__Written instruction__. Copy the entries from the beginning through the line containing "Each instance of", swapping "formatted like" for "structured as" and leaving all else unchanged.

__Supplied entries__.

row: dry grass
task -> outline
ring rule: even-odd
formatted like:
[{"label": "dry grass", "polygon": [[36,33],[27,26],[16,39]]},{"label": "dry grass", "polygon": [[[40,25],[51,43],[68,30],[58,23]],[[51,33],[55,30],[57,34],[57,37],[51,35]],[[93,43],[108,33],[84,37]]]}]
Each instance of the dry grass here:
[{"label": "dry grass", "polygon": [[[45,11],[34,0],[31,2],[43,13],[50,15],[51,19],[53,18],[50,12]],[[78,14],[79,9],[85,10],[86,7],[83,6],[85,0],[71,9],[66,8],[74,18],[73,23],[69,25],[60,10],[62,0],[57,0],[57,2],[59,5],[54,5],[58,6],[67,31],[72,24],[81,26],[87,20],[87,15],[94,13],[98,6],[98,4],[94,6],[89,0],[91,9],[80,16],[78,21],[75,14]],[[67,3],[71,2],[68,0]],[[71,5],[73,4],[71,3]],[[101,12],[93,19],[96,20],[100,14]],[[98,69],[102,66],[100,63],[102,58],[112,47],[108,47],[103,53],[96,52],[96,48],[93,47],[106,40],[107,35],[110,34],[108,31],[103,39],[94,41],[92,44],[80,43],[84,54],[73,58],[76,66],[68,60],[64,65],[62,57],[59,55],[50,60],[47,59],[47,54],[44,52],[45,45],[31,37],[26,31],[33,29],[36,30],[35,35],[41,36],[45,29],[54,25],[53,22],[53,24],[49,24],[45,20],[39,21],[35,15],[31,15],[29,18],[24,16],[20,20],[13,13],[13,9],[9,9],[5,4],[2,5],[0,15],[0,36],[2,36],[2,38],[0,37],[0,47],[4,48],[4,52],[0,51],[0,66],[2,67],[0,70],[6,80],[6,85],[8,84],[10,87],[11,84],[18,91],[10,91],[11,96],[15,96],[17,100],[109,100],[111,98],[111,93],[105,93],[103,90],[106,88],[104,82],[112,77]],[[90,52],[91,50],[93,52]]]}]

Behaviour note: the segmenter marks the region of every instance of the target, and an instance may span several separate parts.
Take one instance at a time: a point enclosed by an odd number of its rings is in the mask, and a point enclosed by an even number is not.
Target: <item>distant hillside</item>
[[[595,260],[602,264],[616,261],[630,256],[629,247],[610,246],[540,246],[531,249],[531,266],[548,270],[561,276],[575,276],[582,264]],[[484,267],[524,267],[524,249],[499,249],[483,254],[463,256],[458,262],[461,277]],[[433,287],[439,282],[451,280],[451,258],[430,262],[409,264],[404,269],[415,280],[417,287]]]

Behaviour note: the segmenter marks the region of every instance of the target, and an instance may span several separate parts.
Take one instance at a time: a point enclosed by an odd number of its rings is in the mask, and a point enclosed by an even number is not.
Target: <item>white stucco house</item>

__Expected output__.
row: dry grass
task -> outline
ring rule: even-odd
structured as:
[{"label": "dry grass", "polygon": [[36,33],[27,26],[16,39]]},{"label": "dry grass", "polygon": [[[40,25],[51,43],[68,30],[58,23]],[[51,33],[55,30],[57,34],[57,37],[51,35]],[[93,43],[108,33],[84,37]]]}]
Each instance of the dry grass here:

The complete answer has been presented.